## Fragmento del documento
────────────────────
Si vamos en la historia hacia atrás, Chávez y el chavismo han logrado crear un club de freaks suficientes para llenar un gran museo de cera de grandes delincuentes. Allí estaría la figura de Guido Antonini Wilson portando el maletín con los 800 mil dólares de PDVSA que le llevó a Cristina Kirchner para su campaña electoral. Sentados, contando dólares, los sobrinos siniestros, los Flores, antes de ser capturados. El “tuerto” Andrade, exguardaespaldas de Chávez, montando sus caballos en su mansión de Palm Beach. Nervis Villalobos, Clíver Alcalá, los afiches con el título de “Wanted” ofreciendo 15 millones de dólares por las cabezas de Maduro y Diosado. Y paremos de contar.

Esas serían las figuras de cera del primer piso. “Grandes corruptos”, se llamaría la sala. Pero en el segundo, veamos qué deciden los museógrafos, podría estar la sala de “Bandidos, guerrilleros y terroristas”. Santrich e Iván Márquez estarían en la puerta dando la bienvenida. Más adentro, Gentil Duarte, la plana mayor del ELN y los claves de Al Quaeda. En el tercer piso “Paramilitarismo y negocios bajos”, podría ser, se colocarían los distintos jefes de los colectivos de civiles armados, los matariles del arco minero y los grandes jefes de la Guardia Nacional.

A la salida podríamos colocar la sala de “Estadísticas” donde resaltarían cifras interesantes sobre la corrupción venezolana en los tribunales de EE.UU. Datos como que 56 acusados han admitido su culpabilidad, en este instante están abiertas 48 causas, hay 78 fugitivos y el total de lo robado, o mal habido, llega al monto de 16 mil millones de dólares.

El museo sería una joya. Podría llamarse, para darle un toque literario “Hugo Chávez y los cuarenta ladrones”. Aunque como en “Timbalero”, la canción aquella de Willie Colón y Héctor Lavoe, los asesores de la DEA podrían corear: “Entren que caben cien”. Y sacar más expedientes.
────────────────────
## Registros de datos
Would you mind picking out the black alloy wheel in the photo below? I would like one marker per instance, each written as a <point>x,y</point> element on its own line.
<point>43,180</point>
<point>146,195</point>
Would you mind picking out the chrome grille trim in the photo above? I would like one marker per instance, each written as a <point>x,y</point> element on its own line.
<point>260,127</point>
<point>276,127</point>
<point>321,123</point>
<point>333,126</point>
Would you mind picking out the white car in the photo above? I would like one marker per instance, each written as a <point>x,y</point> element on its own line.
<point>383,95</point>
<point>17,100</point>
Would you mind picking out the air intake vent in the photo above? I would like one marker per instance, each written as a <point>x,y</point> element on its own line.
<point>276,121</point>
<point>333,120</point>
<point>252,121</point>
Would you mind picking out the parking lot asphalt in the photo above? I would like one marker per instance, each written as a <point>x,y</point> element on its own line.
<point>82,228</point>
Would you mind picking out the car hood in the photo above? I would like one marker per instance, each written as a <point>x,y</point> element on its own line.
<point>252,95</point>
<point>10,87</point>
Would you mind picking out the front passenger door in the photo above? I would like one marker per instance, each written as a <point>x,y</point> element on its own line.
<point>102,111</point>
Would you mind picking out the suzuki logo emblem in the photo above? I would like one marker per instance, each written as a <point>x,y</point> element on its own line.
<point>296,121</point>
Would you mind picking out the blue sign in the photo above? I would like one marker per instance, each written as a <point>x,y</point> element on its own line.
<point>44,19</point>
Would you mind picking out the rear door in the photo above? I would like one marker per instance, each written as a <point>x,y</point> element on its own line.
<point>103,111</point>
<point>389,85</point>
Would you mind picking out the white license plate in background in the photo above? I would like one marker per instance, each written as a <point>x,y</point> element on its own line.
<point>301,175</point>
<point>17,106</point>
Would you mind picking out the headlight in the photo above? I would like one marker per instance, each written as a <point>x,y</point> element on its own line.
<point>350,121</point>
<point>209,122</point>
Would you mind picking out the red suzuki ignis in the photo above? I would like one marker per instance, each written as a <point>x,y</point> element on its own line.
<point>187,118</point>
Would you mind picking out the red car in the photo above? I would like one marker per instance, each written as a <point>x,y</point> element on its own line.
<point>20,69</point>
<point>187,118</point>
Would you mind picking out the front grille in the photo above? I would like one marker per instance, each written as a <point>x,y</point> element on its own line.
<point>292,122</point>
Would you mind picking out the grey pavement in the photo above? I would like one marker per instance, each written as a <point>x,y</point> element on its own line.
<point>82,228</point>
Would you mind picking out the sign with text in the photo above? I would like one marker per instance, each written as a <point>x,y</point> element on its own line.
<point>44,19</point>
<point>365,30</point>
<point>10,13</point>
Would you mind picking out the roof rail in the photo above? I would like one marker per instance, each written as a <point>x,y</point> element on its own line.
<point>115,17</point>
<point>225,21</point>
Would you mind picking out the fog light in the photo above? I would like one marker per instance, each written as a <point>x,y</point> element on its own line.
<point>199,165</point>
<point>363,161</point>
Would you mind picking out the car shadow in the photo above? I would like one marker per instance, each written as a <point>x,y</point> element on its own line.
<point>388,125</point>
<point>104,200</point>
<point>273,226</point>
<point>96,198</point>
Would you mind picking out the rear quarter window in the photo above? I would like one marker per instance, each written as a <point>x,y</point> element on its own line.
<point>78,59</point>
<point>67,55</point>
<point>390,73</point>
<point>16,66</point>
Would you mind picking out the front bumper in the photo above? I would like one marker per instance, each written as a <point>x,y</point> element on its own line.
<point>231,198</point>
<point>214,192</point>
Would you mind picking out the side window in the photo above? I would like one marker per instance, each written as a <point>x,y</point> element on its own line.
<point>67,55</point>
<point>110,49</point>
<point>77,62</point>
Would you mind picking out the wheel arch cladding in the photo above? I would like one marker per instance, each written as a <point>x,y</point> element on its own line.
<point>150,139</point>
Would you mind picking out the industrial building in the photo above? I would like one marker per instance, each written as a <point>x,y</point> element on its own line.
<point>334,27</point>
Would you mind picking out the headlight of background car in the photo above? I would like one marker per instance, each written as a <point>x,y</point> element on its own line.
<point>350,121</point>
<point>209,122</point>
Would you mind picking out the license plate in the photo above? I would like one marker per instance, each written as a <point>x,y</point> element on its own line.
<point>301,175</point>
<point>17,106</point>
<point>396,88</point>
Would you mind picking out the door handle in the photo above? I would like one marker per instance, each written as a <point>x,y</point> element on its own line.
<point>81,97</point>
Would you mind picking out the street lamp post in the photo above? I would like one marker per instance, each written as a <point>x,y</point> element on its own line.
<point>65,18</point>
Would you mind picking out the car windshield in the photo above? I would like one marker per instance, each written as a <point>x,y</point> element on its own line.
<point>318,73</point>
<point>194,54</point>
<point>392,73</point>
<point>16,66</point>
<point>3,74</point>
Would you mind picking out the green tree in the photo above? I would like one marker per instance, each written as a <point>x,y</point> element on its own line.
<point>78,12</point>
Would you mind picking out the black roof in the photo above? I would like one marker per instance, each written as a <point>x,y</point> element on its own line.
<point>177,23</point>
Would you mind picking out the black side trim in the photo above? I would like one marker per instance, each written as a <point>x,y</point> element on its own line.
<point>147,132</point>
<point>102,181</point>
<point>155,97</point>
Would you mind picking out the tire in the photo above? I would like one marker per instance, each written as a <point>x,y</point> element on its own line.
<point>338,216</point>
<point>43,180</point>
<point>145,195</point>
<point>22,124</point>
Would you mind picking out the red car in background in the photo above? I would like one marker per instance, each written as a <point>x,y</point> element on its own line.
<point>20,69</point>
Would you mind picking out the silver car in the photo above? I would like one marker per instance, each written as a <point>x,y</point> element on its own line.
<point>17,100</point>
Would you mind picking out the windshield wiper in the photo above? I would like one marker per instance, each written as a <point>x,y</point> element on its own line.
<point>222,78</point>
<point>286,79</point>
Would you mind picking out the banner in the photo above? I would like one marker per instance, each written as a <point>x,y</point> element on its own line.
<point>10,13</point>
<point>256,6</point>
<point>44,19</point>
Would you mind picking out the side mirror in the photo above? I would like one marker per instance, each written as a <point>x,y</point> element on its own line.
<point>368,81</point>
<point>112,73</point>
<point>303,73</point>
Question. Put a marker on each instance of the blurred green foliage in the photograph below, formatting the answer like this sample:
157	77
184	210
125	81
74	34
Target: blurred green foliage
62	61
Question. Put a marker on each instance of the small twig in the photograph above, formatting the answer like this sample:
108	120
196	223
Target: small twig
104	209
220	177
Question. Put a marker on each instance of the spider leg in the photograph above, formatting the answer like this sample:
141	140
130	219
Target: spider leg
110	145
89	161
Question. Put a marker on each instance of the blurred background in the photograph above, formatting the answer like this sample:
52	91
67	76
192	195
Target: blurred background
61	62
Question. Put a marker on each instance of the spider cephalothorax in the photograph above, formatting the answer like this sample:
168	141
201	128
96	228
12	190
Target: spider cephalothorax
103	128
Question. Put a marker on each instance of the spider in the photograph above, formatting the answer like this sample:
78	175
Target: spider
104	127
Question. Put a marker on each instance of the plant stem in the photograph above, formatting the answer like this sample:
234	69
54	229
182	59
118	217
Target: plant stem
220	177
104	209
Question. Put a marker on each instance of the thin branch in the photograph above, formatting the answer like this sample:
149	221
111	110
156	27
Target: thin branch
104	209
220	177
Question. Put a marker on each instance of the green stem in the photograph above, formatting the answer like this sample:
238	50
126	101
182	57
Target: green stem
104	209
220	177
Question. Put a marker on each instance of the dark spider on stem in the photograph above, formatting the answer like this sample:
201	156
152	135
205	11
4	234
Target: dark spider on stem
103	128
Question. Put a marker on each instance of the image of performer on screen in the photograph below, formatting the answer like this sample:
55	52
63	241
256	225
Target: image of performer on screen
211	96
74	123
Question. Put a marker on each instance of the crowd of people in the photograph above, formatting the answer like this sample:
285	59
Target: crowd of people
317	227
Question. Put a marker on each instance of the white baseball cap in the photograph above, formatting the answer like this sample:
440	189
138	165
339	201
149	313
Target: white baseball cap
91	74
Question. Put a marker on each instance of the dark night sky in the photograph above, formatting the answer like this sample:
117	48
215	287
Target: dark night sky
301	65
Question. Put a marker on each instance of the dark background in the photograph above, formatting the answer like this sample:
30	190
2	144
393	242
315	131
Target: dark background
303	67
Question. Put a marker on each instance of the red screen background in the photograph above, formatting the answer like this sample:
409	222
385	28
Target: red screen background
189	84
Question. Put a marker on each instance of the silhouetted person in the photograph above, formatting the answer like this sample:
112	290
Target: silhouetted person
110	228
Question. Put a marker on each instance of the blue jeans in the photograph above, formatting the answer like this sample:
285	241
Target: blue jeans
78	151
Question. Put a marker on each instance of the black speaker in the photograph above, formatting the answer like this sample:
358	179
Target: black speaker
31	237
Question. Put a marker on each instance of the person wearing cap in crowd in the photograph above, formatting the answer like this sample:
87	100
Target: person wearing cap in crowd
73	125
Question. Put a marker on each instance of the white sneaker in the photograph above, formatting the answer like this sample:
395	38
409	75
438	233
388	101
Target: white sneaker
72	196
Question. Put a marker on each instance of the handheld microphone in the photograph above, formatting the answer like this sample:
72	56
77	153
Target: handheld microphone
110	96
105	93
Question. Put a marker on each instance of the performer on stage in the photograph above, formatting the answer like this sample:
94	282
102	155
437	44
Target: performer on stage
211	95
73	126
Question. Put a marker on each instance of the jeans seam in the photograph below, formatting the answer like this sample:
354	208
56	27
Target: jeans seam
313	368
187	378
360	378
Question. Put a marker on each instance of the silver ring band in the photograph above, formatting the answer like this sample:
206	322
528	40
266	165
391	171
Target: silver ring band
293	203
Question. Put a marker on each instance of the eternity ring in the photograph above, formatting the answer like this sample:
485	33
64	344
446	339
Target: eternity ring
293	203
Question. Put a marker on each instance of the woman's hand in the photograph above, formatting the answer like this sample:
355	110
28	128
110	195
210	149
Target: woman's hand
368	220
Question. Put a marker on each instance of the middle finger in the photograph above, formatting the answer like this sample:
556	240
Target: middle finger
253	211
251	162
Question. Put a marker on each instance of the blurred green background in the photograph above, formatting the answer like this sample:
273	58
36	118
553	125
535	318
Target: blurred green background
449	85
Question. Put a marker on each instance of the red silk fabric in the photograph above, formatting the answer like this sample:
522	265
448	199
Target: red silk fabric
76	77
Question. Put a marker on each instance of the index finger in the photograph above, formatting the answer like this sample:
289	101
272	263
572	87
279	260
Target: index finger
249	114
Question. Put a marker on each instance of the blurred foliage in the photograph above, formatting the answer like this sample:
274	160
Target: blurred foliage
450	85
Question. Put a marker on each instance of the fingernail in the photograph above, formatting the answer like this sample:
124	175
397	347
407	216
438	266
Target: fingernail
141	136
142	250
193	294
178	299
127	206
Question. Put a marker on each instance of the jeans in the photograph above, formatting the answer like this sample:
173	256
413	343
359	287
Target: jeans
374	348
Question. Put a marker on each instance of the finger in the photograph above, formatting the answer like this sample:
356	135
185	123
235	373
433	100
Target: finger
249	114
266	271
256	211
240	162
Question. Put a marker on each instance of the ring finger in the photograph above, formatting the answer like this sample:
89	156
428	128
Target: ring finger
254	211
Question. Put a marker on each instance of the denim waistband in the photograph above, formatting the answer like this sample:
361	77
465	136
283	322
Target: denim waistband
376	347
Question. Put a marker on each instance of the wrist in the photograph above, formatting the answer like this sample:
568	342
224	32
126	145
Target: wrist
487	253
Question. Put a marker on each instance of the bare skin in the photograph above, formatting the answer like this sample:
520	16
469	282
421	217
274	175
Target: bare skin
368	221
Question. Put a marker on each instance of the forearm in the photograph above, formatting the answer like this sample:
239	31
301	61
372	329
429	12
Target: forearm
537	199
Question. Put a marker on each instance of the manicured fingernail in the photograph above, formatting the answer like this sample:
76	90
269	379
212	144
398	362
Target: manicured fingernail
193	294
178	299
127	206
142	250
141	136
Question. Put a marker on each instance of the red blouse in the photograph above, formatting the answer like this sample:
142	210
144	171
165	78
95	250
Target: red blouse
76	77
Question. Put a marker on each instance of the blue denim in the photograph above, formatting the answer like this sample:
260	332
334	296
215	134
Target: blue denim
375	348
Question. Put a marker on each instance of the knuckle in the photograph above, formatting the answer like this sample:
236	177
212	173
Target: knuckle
────────────────────
## Objetivo declarado 1
Responde con datos del fragmento sobre el museo de cera del chavismo:
(a) ¿Qué cantidad llevaba en el maletín Guido Antonini Wilson?
(b) ¿Cómo se llamaría la sala del segundo piso?
(c) ¿Cuántos fugitivos se mencionan en la sala de "Estadísticas"?
## Objetivo declarado 2
Reescribe las filas desde la línea que contiene "Question. Put a marker on each instance of the blue denim" hasta el final de las filas, ambas incluidas, sustituyendo "marker" por "dot". No cambies nada más.
El fragmento y las filas son materiales independientes entre sí.

## Respuesta final 1
(a) 800 mil dólares de PDVSA.
(b) "Bandidos, guerrilleros y terroristas".
(c) 78.

## Respuesta final 2
Question. Put a dot on each instance of the blue denim in the photograph above, formatting the answer like this sample:
260	332
334	296
215	134
Target: blue denim
375	348
Question. Put a dot on each instance of the knuckle in the photograph above, formatting the answer like this sample:
236	177
212	173
Target: knuckle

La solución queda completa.